_Task_
What you give back should be only the lines from the one holding "Box each basin" through the final line of the records, each reproduced exactly.

[Dataset extract]

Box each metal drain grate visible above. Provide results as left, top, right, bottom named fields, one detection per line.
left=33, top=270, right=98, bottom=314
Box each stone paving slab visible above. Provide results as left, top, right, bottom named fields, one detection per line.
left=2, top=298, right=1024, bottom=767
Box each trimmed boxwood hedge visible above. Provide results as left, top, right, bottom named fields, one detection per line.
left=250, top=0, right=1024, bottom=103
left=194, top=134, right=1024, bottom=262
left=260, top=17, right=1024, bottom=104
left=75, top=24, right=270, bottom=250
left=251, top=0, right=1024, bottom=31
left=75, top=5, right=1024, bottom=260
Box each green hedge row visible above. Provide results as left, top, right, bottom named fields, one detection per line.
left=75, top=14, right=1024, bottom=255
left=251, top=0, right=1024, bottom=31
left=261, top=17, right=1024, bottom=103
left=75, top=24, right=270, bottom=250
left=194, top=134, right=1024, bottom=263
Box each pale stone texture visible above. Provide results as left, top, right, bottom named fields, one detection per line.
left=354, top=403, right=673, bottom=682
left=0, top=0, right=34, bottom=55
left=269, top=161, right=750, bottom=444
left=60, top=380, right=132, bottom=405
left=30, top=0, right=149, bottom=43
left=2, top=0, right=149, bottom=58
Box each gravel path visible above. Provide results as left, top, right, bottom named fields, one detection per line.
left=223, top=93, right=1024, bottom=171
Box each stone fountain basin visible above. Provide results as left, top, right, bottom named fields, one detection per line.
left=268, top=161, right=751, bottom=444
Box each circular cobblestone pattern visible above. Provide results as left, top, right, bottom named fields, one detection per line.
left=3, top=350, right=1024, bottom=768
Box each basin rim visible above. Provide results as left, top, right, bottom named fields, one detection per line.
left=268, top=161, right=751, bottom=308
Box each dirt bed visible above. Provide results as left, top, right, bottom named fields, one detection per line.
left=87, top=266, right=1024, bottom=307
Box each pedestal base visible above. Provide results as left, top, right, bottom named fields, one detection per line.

[/Dataset extract]

_Solution to this exercise_
Box each basin rim visible above. Provide results as left, top, right, bottom named fields, one detection per line.
left=268, top=161, right=751, bottom=308
Box each dirt bed visible above. Provide results as left, top, right, bottom named fields, one detection per line.
left=87, top=266, right=1024, bottom=307
Box each pedestal base visible above. Provide results as left, top, right, bottom named fields, one detection per line.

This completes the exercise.